■ WHAT THE TASK REQUIRES ■
Output every entry exactly as it appears.

[Items listed in a dataset]

________

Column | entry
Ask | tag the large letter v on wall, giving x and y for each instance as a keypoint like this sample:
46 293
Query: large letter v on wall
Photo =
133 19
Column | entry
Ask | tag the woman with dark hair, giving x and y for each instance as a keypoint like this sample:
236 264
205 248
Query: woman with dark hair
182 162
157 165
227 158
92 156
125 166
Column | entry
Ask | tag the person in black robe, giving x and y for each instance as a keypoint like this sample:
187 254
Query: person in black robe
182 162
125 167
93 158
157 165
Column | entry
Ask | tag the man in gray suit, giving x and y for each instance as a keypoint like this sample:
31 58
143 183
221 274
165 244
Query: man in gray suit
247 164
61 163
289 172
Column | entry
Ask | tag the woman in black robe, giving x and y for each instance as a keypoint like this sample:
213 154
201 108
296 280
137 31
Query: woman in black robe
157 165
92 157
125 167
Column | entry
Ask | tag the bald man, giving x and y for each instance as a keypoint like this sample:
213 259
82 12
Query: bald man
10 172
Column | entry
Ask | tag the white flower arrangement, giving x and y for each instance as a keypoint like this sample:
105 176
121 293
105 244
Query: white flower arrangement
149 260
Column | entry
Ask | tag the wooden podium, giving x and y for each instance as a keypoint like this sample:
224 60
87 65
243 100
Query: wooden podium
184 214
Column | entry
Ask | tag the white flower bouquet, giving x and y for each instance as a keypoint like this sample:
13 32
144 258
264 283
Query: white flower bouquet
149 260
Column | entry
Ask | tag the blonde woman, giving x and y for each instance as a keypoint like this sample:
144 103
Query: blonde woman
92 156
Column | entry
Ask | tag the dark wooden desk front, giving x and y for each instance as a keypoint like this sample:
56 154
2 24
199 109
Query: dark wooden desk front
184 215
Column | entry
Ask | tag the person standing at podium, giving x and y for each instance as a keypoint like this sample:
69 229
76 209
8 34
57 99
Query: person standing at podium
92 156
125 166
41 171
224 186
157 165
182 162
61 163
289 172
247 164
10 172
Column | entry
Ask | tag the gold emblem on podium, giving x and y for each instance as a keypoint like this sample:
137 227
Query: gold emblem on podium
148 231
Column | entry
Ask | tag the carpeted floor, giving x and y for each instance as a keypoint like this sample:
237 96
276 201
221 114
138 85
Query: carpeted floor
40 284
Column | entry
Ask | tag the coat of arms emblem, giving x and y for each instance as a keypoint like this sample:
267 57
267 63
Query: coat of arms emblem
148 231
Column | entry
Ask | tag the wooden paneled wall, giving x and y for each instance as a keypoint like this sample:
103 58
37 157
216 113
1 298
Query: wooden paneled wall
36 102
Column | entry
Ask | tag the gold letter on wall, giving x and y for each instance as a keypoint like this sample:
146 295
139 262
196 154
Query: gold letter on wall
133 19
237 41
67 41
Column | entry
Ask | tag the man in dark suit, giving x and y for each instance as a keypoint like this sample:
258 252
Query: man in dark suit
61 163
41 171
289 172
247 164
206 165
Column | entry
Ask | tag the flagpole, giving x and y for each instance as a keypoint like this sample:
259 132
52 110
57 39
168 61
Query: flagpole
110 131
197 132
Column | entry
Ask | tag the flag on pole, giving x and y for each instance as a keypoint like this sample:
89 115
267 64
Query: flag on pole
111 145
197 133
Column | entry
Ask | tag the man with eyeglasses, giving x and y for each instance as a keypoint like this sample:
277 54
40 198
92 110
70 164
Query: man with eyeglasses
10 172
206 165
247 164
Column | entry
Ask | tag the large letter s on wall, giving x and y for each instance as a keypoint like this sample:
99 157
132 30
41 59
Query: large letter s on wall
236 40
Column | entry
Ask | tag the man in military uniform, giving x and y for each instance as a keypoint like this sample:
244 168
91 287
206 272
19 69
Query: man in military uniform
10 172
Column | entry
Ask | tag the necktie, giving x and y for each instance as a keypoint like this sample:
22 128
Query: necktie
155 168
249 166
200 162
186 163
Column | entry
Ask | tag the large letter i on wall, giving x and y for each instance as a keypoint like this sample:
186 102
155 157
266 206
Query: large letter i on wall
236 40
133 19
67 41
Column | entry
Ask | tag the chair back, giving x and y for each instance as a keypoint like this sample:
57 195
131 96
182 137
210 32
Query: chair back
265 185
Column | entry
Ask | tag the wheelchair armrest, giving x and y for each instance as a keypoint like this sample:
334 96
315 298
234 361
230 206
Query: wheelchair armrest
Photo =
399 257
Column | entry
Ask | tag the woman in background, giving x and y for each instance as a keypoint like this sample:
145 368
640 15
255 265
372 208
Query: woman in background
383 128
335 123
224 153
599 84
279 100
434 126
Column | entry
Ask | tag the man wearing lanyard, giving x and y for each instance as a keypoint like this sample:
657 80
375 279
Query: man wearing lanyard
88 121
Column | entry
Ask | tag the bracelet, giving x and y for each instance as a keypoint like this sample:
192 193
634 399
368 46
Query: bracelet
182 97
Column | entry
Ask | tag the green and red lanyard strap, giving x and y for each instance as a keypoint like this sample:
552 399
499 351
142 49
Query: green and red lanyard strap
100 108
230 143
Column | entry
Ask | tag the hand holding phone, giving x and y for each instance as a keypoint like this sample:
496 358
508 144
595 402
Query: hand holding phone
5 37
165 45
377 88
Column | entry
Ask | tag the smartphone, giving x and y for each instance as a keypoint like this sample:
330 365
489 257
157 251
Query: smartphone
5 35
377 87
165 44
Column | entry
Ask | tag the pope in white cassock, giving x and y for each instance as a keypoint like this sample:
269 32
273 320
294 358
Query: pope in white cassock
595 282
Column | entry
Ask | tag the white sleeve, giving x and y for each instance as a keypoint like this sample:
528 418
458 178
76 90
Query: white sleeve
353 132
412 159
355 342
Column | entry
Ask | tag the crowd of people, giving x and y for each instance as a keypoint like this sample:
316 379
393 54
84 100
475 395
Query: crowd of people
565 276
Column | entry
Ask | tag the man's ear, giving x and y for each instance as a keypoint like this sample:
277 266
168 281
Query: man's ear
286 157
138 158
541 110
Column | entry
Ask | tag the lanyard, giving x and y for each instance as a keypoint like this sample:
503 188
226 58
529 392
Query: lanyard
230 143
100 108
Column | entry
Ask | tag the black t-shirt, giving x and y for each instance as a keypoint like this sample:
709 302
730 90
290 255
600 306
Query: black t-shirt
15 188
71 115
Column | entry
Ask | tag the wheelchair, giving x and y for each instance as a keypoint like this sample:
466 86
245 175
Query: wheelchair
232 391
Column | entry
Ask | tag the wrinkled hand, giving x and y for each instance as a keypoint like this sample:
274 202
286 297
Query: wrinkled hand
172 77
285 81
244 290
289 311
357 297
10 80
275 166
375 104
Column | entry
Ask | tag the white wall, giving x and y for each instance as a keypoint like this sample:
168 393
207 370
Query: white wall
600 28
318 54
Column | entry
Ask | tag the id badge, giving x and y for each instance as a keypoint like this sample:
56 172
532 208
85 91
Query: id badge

________

■ SOLUTION TO THIS PROBLEM ■
Column | entry
Ask | tag the large letter v on wall, giving x and y for each instance as a keypoint like this sample:
46 293
Query: large letter v on wall
Photo =
133 19
Column | entry
Ask | tag the woman with dark hair, giving x and y for each instance as a keypoint like this sample:
236 264
205 248
Query: woman with dark hair
182 162
157 165
227 158
92 156
125 166
Column | entry
Ask | tag the person in black robe, giving x and y for each instance as a keypoint like this sample:
187 254
Query: person in black robe
182 162
125 167
93 158
157 165
Column | entry
Ask | tag the man in gray suit, giving x and y for each instance as a keypoint like this sample:
31 58
143 183
221 274
165 244
Query: man in gray suit
247 164
61 163
289 172
Column | entry
Ask | tag the woman in black robe, giving x and y for each instance as a keypoint like this sample:
213 154
201 108
296 280
137 31
Query: woman in black robe
157 165
92 157
125 167
Column | entry
Ask | tag the bald man, giving x and y for each instance as a keypoint like this sample:
213 259
82 12
Query: bald man
10 172
Column | entry
Ask | tag the white flower arrangement, giving x and y for each instance as a keypoint like this sample:
105 176
121 293
105 244
Query: white flower arrangement
149 260
Column | entry
Ask | tag the wooden podium, giving x and y for each instance as a keypoint like this sample:
224 60
87 65
243 100
Query: wooden podium
184 214
Column | entry
Ask | tag the white flower bouquet, giving x and y for each instance as a keypoint like this sample:
13 32
144 258
264 283
Query: white flower bouquet
149 260
Column | entry
Ask | tag the blonde woman, giving x and y for each instance as a keypoint like this sample:
144 103
Query: blonde woman
92 156
Column | entry
Ask | tag the dark wooden desk front, giving x and y for each instance as a keypoint like this sample:
56 154
2 24
199 109
Query: dark wooden desk front
184 215
Column | entry
Ask | tag the person standing at podium, giving x and y for each instance as a keypoint like this sample:
69 229
76 209
8 34
57 99
Query: person standing at podium
92 156
125 166
41 171
224 186
157 165
182 162
61 163
289 172
247 164
10 172
Column | entry
Ask | tag the gold emblem on podium, giving x and y for each instance as a keypoint like this sample:
137 227
Query: gold emblem on podium
148 231
Column | entry
Ask | tag the carpeted floor, giving x and y for each instance as a keypoint like this sample:
237 96
276 201
221 114
138 85
Query: carpeted floor
40 284
Column | entry
Ask | tag the coat of arms emblem, giving x and y for each instance as a keypoint like this sample:
267 57
267 63
Query: coat of arms emblem
148 231
Column | entry
Ask | tag the wooden paneled wall, giving x and y for each instance as a keypoint like this sample:
103 58
37 157
216 113
1 298
Query: wooden paneled wall
36 102
Column | entry
Ask | tag the gold letter on wall, giving x and y for each instance as a keypoint like this sample:
146 295
139 262
196 154
Query: gold letter on wall
133 19
237 41
67 41
Column | entry
Ask | tag the man in dark suit, giving x and y for each instance as a keypoint like this sample:
258 252
Query: man in dark suit
61 163
41 171
289 172
247 164
206 165
Column | entry
Ask | tag the flagpole, giving x and y for each instance as a keypoint like this sample:
259 132
52 110
57 39
168 61
Query: flagpole
110 131
197 132
Column | entry
Ask | tag the flag on pole, giving x and y for each instance as a keypoint like this sample:
89 115
267 64
Query: flag on pole
111 145
197 133
Column | entry
Ask | tag the man with eyeglasses, giving x and y for each instance as a keypoint like this sample:
277 54
40 198
92 110
70 164
Query: man with eyeglasses
10 172
206 165
247 164
Column | entry
Ask | tag the large letter s on wall, giving x and y for each instance as a keypoint like this sample:
99 157
132 30
41 59
Query: large letter s on wall
236 40
Column | entry
Ask | tag the man in military uniform, giving x and y for each instance as a keypoint like this sample:
244 168
91 287
206 272
19 69
Query: man in military uniform
10 172
Column | entry
Ask | tag the necktie, giving x and y for each instance as a keypoint like this sample:
22 128
Query: necktie
155 168
249 166
200 162
186 163
Column | entry
Ask | tag the large letter i on wall, giving x and y for each instance as a keypoint like this sample:
186 102
155 157
266 206
Query: large letter i on wall
236 40
133 19
67 41
Column | entry
Ask | tag the chair back, giving x and y for each instance as a keypoint like this sample:
57 195
131 96
182 137
210 32
Query: chair back
265 185
Column | entry
Ask | tag the wheelchair armrest, giving x and y for each instance as a keypoint like this sample:
334 96
315 298
234 361
230 206
Query: wheelchair armrest
Photo =
399 257
Column | entry
Ask | tag the woman in background, giving x and y for each instance as a keypoint like this sample:
145 368
640 15
255 265
372 208
Query: woman in background
383 128
335 123
224 153
599 84
279 100
434 126
Column | entry
Ask | tag the man wearing lanyard, giving x and y for each instance as a keypoint like this sample:
657 80
375 279
Query: man wearing lanyard
88 121
Column | entry
Ask | tag the bracelet, giving x and y for each instance as a keypoint like this sample:
192 193
634 399
368 46
Query: bracelet
182 97
Column | entry
Ask | tag the green and red lanyard strap, giving x and y for each instance as a keypoint like this sample:
552 399
499 351
142 49
Query: green and red lanyard strap
100 108
230 143
Column | entry
Ask | tag the hand holding phone, giving x and y for each instance as a keypoint like this sample:
496 358
508 144
595 402
Query: hand holding phone
5 37
165 45
377 88
Column | entry
Ask | tag the smartphone, giving x and y for each instance as a keypoint like this sample:
330 365
489 257
157 251
Query: smartphone
5 35
377 87
165 44
Column | entry
Ask | tag the pope in white cassock, giving x and y for each instance as a keypoint like this sample:
269 32
273 320
294 358
Query: pope in white cassock
595 282
Column | entry
Ask | tag the white sleeve, giving x and y for each instance as a keypoint like this sample:
528 418
458 178
76 90
Query: white sleeve
353 132
412 159
355 342
Column | entry
Ask | tag the crowd of people, giving x and y for each instance as a keypoint like this sample:
316 379
393 54
84 100
475 395
Query: crowd of people
565 276
Column | entry
Ask | tag the man's ear, giving x and y for each instance as a keypoint like this sample:
277 266
168 281
Query: man's ear
286 157
138 158
541 110
Column | entry
Ask | tag the lanyard, giving x and y for each instance as a keypoint like this sample:
503 188
226 58
529 392
Query: lanyard
230 143
100 108
Column | entry
Ask | tag the black t-shirt, giving x and y for each instance as a keypoint like this sample:
709 302
730 90
290 255
600 306
Query: black t-shirt
15 188
71 115
Column | entry
Ask | tag the wheelchair, giving x and y for each instance as a keypoint like this sample:
466 86
245 175
Query: wheelchair
232 391
Column | entry
Ask | tag the wrinkled hand, giving x and y for each instance as a keypoint like this sample:
274 202
286 297
Query: wrinkled hand
172 77
285 81
244 290
289 311
357 297
10 80
275 166
375 104
Column | entry
Ask | tag the white wall, giving x and y for each instance as a keypoint like this sample:
168 393
207 370
Query: white wall
600 28
318 54
Column | entry
Ask | tag the id badge, giving x and y for each instance as a keypoint like this sample:
56 172
532 208
85 91
Query: id badge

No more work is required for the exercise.